**EXERCISE INSTRUCTIONS**
Put every line of the items below into a JSON list of strings, one string per line, leaving out any blank lines.

**SUPPLIED ENTRIES**
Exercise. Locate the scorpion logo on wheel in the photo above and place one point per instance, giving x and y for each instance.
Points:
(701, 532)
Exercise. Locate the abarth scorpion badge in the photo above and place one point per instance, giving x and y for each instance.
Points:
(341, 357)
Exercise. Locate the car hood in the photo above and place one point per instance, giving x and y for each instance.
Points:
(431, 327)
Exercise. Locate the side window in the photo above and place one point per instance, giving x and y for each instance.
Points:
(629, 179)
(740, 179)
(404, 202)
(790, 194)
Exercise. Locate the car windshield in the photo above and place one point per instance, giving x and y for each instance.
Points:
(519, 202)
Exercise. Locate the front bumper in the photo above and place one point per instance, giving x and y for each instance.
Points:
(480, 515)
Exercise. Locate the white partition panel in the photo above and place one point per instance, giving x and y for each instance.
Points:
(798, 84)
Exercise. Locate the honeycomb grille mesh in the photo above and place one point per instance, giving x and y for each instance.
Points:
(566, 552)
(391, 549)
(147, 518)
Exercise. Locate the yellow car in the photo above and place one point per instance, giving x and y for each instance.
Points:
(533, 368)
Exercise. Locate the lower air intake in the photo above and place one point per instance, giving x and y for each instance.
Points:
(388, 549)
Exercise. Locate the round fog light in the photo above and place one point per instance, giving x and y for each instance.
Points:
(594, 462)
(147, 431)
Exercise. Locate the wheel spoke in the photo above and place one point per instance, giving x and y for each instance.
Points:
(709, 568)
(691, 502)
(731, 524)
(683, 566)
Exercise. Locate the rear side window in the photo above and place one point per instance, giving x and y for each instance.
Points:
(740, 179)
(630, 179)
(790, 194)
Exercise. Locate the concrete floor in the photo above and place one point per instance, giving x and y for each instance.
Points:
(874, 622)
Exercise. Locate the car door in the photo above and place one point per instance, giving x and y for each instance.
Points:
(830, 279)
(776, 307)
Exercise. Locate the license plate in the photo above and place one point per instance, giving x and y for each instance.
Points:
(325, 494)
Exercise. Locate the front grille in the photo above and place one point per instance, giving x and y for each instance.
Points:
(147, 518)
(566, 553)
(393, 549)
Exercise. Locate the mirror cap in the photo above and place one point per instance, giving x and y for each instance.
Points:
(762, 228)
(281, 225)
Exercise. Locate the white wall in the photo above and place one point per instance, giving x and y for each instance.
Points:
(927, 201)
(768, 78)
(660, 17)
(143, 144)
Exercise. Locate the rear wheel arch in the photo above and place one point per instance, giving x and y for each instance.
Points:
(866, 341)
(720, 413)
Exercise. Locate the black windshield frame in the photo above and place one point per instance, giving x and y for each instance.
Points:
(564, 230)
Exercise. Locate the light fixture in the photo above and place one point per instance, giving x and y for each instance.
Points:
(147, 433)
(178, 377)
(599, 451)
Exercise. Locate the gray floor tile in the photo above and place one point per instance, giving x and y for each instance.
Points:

**TASK SOLUTION**
[
  "Exercise. Locate the scorpion logo on wheel in the photo above and place one point per instance, giving x and y for each instance.",
  "Points:",
  "(701, 532)",
  "Exercise. Locate the abarth scorpion badge in the photo above and place one point per instance, giving x and y for each instance.",
  "Points:",
  "(341, 357)",
  "Exercise. Locate the car hood in the photo above and place one point per instance, giving x and y for each instance.",
  "Points:",
  "(431, 327)",
  "Exercise. Locate the side window in the photo above and place one point per instance, giving x and y for each instance.",
  "Points:",
  "(629, 179)",
  "(740, 179)",
  "(404, 202)",
  "(790, 194)",
  "Exercise. Locate the car windshield in the photo above and place one point per instance, giving x and y for each instance.",
  "Points:",
  "(519, 202)",
  "Exercise. Locate the front bumper in the photo above and place one point per instance, giving x and y for each instance.",
  "Points:",
  "(480, 515)",
  "Exercise. Locate the white partition panel in the photo above and place one point per instance, giving x and y for each instance.",
  "Points:",
  "(798, 84)",
  "Exercise. Locate the honeycomb grille mesh in the photo above and place one point per instance, giving x and y for each instance.",
  "Points:",
  "(566, 552)",
  "(391, 549)",
  "(147, 518)",
  "Exercise. Locate the yellow car in the photo above and place one point per instance, giving x and y for each instance.",
  "Points:",
  "(533, 368)",
  "Exercise. Locate the lower air intake in the photo above and place one point per instance, giving x and y for each instance.",
  "Points:",
  "(388, 549)",
  "Exercise. Locate the round fog light in the photo above and place one point per instance, giving x and y for each instance.",
  "Points:",
  "(594, 462)",
  "(147, 431)",
  "Exercise. Locate the wheel spoke in the photo above and place one point per instance, giving x and y for each instance.",
  "Points:",
  "(709, 568)",
  "(691, 502)",
  "(731, 524)",
  "(683, 566)",
  "Exercise. Locate the rear side window in the photo above and place one point per instance, giving x and y for each instance.",
  "Points:",
  "(740, 179)",
  "(630, 179)",
  "(790, 194)",
  "Exercise. Locate the concrete floor in the photo above and place one point per instance, giving x and y for each instance.",
  "Points:",
  "(874, 622)",
  "Exercise. Locate the car door in the photo above and place one point per instance, giving x and y for each instance.",
  "Points:",
  "(830, 279)",
  "(776, 307)",
  "Exercise. Locate the license plate in the photo above and place one point per instance, giving x and y for each instance.",
  "Points:",
  "(325, 494)",
  "Exercise. Locate the front grille in the photo above and place one point per instance, giving x and y for each instance.",
  "Points:",
  "(147, 518)",
  "(566, 553)",
  "(393, 549)",
  "Exercise. Locate the mirror cap in the photo above and place one point per instance, giving x and y for each instance.",
  "Points:",
  "(762, 228)",
  "(281, 225)",
  "Exercise. Locate the white wall in the photo above and place one point per instance, giving x and y for each instance.",
  "Points:",
  "(927, 201)",
  "(768, 78)",
  "(660, 17)",
  "(143, 144)",
  "Exercise. Locate the rear wheel arch in the photo above and place one point per instance, giving x and y for each instance.",
  "Points:",
  "(866, 341)",
  "(720, 413)",
  "Exercise. Locate the black windshield frame in the photo above and place one point per instance, giving x and y for each instance.",
  "Points:",
  "(564, 230)",
  "Exercise. Locate the light fixture in the photo above and place one point per instance, giving x and y for each instance.",
  "Points:",
  "(147, 433)",
  "(178, 377)",
  "(599, 451)",
  "Exercise. Locate the gray floor tile in the photo above and place one point per instance, giving x and y for each instance.",
  "Points:"
]